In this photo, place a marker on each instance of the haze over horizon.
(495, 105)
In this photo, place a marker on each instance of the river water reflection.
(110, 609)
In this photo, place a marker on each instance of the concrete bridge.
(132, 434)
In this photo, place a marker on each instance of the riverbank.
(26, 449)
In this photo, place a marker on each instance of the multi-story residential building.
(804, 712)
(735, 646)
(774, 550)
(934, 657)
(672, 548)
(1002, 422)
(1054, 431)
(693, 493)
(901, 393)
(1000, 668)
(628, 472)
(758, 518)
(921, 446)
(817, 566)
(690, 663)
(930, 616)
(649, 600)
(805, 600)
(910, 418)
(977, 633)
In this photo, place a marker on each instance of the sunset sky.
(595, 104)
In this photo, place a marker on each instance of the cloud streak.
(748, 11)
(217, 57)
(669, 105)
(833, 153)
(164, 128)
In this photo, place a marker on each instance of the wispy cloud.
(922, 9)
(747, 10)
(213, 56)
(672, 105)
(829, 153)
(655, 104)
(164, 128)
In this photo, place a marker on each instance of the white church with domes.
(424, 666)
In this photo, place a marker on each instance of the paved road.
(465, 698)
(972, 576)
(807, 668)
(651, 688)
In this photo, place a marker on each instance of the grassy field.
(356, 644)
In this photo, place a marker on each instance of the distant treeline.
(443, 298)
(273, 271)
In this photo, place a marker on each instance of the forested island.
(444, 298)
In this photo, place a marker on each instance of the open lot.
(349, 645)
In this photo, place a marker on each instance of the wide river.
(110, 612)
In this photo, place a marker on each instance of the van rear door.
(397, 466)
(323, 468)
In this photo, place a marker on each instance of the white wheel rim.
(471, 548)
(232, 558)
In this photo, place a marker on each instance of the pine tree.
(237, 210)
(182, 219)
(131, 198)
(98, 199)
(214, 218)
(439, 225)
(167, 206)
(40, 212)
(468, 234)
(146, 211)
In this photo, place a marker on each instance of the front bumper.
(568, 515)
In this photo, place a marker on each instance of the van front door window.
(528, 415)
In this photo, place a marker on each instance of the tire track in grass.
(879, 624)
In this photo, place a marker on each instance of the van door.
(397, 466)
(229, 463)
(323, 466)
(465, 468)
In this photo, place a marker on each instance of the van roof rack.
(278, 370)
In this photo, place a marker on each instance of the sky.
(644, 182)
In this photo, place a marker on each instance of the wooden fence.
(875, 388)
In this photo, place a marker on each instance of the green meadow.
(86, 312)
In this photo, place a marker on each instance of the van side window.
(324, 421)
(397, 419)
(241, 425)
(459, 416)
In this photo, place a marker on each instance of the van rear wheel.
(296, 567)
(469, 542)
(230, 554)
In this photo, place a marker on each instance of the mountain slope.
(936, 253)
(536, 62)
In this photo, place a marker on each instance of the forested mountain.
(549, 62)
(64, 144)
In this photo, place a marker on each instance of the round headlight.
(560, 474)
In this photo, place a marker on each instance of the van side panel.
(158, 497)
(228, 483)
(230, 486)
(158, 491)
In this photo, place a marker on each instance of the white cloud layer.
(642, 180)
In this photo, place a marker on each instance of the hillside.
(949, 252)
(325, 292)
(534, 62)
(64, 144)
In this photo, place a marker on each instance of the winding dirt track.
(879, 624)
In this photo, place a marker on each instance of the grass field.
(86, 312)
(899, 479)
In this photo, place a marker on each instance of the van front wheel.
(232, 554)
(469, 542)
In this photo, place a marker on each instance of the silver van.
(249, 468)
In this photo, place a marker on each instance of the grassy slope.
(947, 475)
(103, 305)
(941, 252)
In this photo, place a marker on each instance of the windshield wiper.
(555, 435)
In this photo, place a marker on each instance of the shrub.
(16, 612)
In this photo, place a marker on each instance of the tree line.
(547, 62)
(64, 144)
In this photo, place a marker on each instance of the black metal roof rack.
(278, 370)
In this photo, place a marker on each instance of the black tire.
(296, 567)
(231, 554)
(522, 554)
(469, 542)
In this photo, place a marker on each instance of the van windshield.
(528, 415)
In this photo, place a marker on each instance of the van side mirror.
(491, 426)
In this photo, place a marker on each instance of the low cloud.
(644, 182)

--------------------------------------------------

Exercise instructions - Transcribe the whole listing exactly.

Expected answer -
In this photo, place a marker on each instance of the haze over horizon.
(495, 105)
In this photo, place a marker on each instance of the river water reflection.
(110, 609)
In this photo, place a marker on each instance of the concrete bridge.
(132, 434)
In this photo, place a marker on each instance of the riverbank.
(26, 449)
In this photo, place a marker on each instance of the multi-story residential building.
(804, 712)
(735, 646)
(774, 550)
(934, 657)
(672, 548)
(1002, 422)
(1054, 431)
(693, 493)
(901, 393)
(1000, 668)
(628, 472)
(758, 518)
(921, 446)
(817, 566)
(690, 663)
(930, 616)
(649, 600)
(805, 600)
(910, 418)
(977, 633)
In this photo, place a marker on each instance of the sunset sky.
(595, 104)
In this photo, place a marker on each instance of the cloud streak.
(748, 11)
(217, 57)
(669, 105)
(833, 153)
(164, 128)
In this photo, place a marker on each instance of the wispy cloud.
(922, 9)
(747, 10)
(213, 56)
(672, 105)
(829, 153)
(655, 104)
(164, 128)
In this photo, place a marker on each instance of the white church with domes.
(424, 666)
In this photo, place a marker on each instance of the paved road.
(465, 698)
(972, 576)
(807, 668)
(651, 688)
In this photo, place a marker on each instance of the grassy field.
(356, 644)
In this photo, place a marker on each instance of the distant treeline.
(443, 298)
(273, 271)
In this photo, place a marker on each instance of the forested island.
(444, 298)
In this photo, place a marker on each instance of the open lot.
(349, 645)
In this photo, place a marker on each instance of the wide river.
(110, 612)
In this photo, place a marker on each instance of the van rear door.
(397, 466)
(323, 468)
In this photo, place a marker on each instance of the white wheel rim.
(471, 548)
(232, 558)
In this photo, place a marker on each instance of the pine tree.
(237, 210)
(182, 219)
(131, 198)
(98, 199)
(214, 218)
(439, 225)
(167, 206)
(40, 212)
(468, 234)
(146, 211)
In this photo, place a marker on each instance of the front bumper.
(568, 515)
In this photo, place a marker on each instance of the van front door window.
(528, 415)
In this photo, place a marker on each instance of the tire track in grass.
(879, 624)
In this photo, place a marker on each instance of the van door.
(397, 466)
(229, 463)
(323, 466)
(465, 468)
In this photo, place a marker on each instance of the van roof rack.
(278, 370)
In this photo, place a marker on each instance of the sky.
(644, 182)
In this photo, place a marker on each instance of the wooden fence.
(875, 388)
In this photo, place a marker on each instance of the green meadow.
(86, 312)
In this photo, place a marker on each instance of the van side window.
(324, 421)
(397, 419)
(241, 425)
(459, 416)
In this photo, place a marker on each instance of the van rear wheel.
(296, 567)
(469, 542)
(230, 554)
In this photo, place a marker on each instance of the mountain slope.
(936, 253)
(536, 62)
In this photo, place a marker on each instance of the forested mountain.
(549, 62)
(64, 144)
In this photo, place a marker on each instance of the round headlight.
(560, 474)
In this photo, place a marker on each instance of the van side panel.
(158, 497)
(228, 483)
(230, 486)
(158, 491)
In this photo, place a marker on each instance of the white cloud layer.
(642, 180)
In this photo, place a marker on each instance of the hillside.
(949, 252)
(325, 292)
(534, 62)
(64, 144)
In this photo, place a marker on each instance of the winding dirt track.
(879, 624)
In this photo, place a marker on each instance of the grass field.
(86, 312)
(899, 479)
In this photo, place a marker on each instance of the van front wheel.
(232, 554)
(469, 542)
In this photo, place a marker on each instance of the silver van.
(249, 468)
In this photo, place a marker on each instance of the grassy slope.
(947, 475)
(103, 305)
(941, 252)
In this photo, place a marker on each instance of the windshield wiper.
(555, 435)
In this photo, place a marker on each instance of the shrub.
(16, 612)
In this photo, place a marker on each instance of the tree line.
(547, 62)
(64, 144)
In this photo, place a marker on each instance of the black metal roof rack.
(278, 370)
In this photo, place a marker on each instance of the black tire.
(296, 567)
(231, 554)
(522, 554)
(469, 542)
In this photo, place a marker on each instance of the van windshield.
(528, 415)
In this photo, place a marker on each instance of the van side mirror.
(491, 426)
In this photo, place a marker on each instance of the low cloud.
(644, 182)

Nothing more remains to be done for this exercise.